● EXERCISE MATERIALS:

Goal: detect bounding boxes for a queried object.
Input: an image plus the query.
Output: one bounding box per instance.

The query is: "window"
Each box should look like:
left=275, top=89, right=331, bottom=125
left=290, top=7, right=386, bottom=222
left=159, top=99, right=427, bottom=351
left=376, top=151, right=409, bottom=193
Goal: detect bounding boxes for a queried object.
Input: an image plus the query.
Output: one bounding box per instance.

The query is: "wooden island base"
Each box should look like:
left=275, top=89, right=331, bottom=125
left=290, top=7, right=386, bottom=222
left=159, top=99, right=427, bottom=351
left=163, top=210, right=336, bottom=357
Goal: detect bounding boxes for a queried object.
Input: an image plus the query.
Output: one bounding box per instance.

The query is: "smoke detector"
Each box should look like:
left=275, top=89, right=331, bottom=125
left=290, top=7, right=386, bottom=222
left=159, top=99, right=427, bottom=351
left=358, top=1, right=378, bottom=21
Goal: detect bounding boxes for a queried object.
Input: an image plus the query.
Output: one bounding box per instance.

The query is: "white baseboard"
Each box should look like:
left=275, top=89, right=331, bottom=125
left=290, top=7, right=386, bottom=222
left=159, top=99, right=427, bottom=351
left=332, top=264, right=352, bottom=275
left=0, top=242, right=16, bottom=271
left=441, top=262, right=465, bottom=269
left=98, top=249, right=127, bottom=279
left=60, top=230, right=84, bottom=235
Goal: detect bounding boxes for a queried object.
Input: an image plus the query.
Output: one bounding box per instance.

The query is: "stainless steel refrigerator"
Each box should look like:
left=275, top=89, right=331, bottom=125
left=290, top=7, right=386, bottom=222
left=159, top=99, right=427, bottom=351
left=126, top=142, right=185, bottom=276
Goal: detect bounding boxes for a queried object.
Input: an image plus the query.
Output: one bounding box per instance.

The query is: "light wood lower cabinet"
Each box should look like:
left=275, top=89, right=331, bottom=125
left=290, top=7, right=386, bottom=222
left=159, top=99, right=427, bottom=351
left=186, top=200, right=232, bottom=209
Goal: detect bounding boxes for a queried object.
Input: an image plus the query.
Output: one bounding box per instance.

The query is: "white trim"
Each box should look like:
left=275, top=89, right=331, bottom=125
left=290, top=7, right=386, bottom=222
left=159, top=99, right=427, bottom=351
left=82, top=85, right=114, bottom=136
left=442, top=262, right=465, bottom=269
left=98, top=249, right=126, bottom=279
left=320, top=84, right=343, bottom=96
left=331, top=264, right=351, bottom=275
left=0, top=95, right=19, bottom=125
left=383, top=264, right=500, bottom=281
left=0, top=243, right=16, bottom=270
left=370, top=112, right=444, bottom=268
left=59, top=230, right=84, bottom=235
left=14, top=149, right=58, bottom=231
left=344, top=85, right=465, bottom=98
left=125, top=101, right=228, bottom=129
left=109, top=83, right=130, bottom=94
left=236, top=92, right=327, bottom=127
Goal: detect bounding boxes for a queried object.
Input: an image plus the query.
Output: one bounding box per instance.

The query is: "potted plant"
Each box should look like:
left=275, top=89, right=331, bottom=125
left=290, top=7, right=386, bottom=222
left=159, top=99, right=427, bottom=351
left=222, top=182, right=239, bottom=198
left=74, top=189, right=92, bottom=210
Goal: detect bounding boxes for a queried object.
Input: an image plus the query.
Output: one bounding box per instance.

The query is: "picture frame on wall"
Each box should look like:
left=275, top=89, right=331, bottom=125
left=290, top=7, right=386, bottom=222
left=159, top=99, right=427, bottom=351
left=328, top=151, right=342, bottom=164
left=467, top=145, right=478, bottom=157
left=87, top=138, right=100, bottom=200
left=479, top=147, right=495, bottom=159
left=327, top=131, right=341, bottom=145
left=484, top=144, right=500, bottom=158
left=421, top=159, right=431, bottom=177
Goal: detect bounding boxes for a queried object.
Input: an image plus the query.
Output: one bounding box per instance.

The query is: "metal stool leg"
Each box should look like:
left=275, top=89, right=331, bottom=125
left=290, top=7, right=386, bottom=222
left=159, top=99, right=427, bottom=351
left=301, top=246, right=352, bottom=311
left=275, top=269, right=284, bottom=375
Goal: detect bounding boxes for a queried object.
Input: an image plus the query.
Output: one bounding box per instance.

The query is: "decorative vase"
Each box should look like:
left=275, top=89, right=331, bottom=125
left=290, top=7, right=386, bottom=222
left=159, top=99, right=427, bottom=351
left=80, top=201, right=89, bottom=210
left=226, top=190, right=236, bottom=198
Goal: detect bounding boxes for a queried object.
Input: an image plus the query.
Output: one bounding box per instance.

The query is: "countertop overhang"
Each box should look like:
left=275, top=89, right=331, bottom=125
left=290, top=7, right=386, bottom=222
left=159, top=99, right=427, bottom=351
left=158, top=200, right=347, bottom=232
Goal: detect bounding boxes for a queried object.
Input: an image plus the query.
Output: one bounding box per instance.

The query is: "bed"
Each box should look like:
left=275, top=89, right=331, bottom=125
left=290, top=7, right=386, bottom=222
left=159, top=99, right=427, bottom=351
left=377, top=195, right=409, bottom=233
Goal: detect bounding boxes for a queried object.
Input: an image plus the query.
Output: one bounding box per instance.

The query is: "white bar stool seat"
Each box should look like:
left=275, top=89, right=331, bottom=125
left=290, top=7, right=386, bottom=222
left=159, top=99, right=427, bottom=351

● EXERCISE DESCRIPTION:
Which lines above contain the word "stool"? Copy each one.

● TASK ANSWER:
The query is: "metal stool leg"
The query is: "white bar stool seat"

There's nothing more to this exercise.